◆ WHAT YOU HAVE TO DO
Rewrite every line of the items below as a JSON list of strings, one string per line, skipping blank lines and leaving out the pictures.

◆ DATA FOR PROCESSING

------------------------------

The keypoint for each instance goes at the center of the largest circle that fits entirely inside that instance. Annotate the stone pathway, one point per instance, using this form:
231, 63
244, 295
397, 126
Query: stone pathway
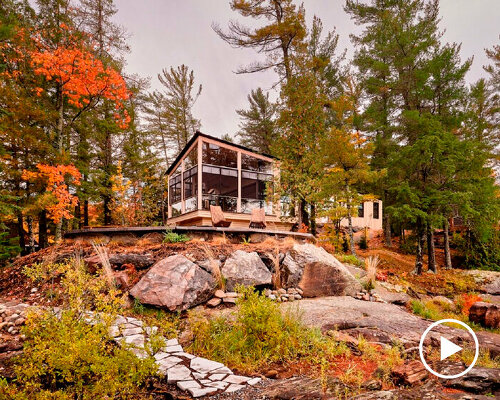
197, 375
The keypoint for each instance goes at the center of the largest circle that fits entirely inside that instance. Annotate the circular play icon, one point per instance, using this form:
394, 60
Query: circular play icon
448, 348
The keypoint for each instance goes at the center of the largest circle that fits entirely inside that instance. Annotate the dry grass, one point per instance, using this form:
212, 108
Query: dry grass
371, 264
220, 240
214, 266
102, 253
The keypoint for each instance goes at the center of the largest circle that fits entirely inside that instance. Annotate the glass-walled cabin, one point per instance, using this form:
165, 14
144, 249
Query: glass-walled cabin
211, 171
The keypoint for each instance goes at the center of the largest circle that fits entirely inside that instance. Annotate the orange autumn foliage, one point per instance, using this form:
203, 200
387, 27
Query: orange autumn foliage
54, 179
81, 76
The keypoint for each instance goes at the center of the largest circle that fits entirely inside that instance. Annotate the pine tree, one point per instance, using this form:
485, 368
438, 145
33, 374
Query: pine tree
278, 39
346, 155
258, 122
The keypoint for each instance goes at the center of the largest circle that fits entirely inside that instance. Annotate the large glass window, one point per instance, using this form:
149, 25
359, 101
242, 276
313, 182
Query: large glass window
191, 189
254, 191
220, 187
175, 191
191, 159
250, 163
217, 155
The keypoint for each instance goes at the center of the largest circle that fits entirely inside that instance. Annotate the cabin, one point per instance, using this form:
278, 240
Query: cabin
211, 171
214, 172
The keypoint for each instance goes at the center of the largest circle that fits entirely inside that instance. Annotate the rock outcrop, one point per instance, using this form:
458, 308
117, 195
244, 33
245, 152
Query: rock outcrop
247, 269
175, 283
486, 314
317, 272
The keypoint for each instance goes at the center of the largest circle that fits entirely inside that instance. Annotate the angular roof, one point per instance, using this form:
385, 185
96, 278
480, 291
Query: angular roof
199, 134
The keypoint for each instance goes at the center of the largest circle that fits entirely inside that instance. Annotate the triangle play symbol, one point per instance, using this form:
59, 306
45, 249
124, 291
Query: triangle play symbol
448, 348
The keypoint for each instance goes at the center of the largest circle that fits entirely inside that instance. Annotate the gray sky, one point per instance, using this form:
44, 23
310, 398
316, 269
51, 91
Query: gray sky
168, 33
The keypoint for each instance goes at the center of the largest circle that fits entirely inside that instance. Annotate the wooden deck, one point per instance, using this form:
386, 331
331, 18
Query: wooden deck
143, 230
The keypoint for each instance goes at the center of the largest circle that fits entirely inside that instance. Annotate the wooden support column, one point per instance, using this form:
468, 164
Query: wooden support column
238, 165
183, 201
169, 207
200, 173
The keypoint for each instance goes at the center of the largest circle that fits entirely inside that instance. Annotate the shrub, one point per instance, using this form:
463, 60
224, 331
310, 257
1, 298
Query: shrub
349, 259
465, 301
259, 334
172, 237
371, 264
69, 355
66, 357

------------------------------

◆ REPLY TO THE TASK
[
  "The keypoint for each instance goes at the center of the largest circle that fits entirely inside that instance. Annotate the stone pathway, one point per instance, using this form:",
  "231, 63",
  "244, 295",
  "397, 126",
  "Query: stone pathway",
  "197, 375",
  "The keypoint for each instance goes at the center of the largest circle that fits entirely inside that instance. Annotate the circular play icon, one point per instance, using this form:",
  "394, 60",
  "Query: circular play icon",
  "448, 348",
  "The keypoint for each instance goes at the center of the largest circle that fits entirely inside that instance. Annotate the dry grass, one point per instance, using this form:",
  "212, 108",
  "Query: dry grass",
  "371, 264",
  "220, 240",
  "214, 266",
  "102, 253",
  "The keypoint for each instance goes at the center of the largest circle that fits entirely inside that instance. Annotate the glass-walled cabin, one point per instance, using this form:",
  "165, 14",
  "144, 249",
  "Query: glass-walled cabin",
  "211, 171",
  "The keypoint for each instance goes at the center of the largest circle that fits entirely inside that instance. Annotate the orange autumn foliage, one point per instance, using this form:",
  "203, 200",
  "387, 27",
  "Query: orange autumn foliage",
  "54, 179",
  "81, 76",
  "The keypoint for each instance goes at the center of the largest circle that fits entirely inside that instance. Annotate the pine tree, one point per instance, using this form:",
  "485, 368",
  "438, 145",
  "33, 374",
  "Query: pine tree",
  "278, 39",
  "346, 155",
  "258, 122",
  "The keypoint for each instance goes at the center of the largest circle that fits entirely inside that instance. Annotate the large glass window, one point per instance, using this form:",
  "149, 25",
  "359, 101",
  "242, 276",
  "313, 182",
  "Query: large glass window",
  "191, 189",
  "254, 191",
  "220, 187",
  "175, 191",
  "191, 159",
  "250, 163",
  "217, 155",
  "The keypoint for each instance goes at the center of the largest circle that fits entirely inside that instance. Annotate the cabin, one point per instance, using this form:",
  "278, 240",
  "Query: cabin",
  "211, 171",
  "214, 172",
  "The keypoint for each instance goes at the center of the largest circle that fits entirely inside that instance. Annotate the rock outcrop, one point per instance, using this form:",
  "458, 308",
  "117, 195",
  "244, 33",
  "245, 152",
  "Query: rock outcrop",
  "247, 269",
  "175, 283",
  "486, 314",
  "317, 272",
  "The keypoint for each instance goes at the center of the largest circle that fits entirely inside that instance. Annotate the angular roof, one point per instance, using this form:",
  "385, 185",
  "96, 278",
  "480, 291",
  "Query: angular roof",
  "199, 134",
  "The keypoint for each instance goes at the center of the largest circle that fits entirely inside that instance. Annotate the triangle play symbol, one point per instance, using this form:",
  "59, 306",
  "45, 249",
  "124, 291",
  "Query: triangle play symbol",
  "448, 348",
  "The keypoint for each instance goes at the center of the largest circle that fits entirely inside that instance. Annotate the gray sky, one point per instance, using this form:",
  "44, 23",
  "310, 398",
  "316, 269",
  "51, 91",
  "Query: gray sky",
  "168, 33",
  "The keypoint for each instance goes at the center of the largest circle that fits entirely inside that instance. Annotate the wooden deck, one point per instance, using this form:",
  "386, 331",
  "331, 18",
  "Query: wooden deck",
  "143, 230",
  "The keypoint for each instance goes at the center of the largest circle that fits entirely inside that instance. Annotate the wooden support column, one point per instance, using this form:",
  "468, 164",
  "Query: wooden support column",
  "238, 165",
  "183, 201",
  "169, 207",
  "200, 173",
  "The keypoint for each instance goes at the center of the largest circle that fits entirely inside that instance. Annotate the shrub, one point per instance, using this form:",
  "463, 60",
  "224, 331",
  "310, 257",
  "1, 298",
  "Query: shrub",
  "349, 259",
  "465, 301",
  "259, 334",
  "172, 237",
  "371, 264",
  "69, 355",
  "66, 357"
]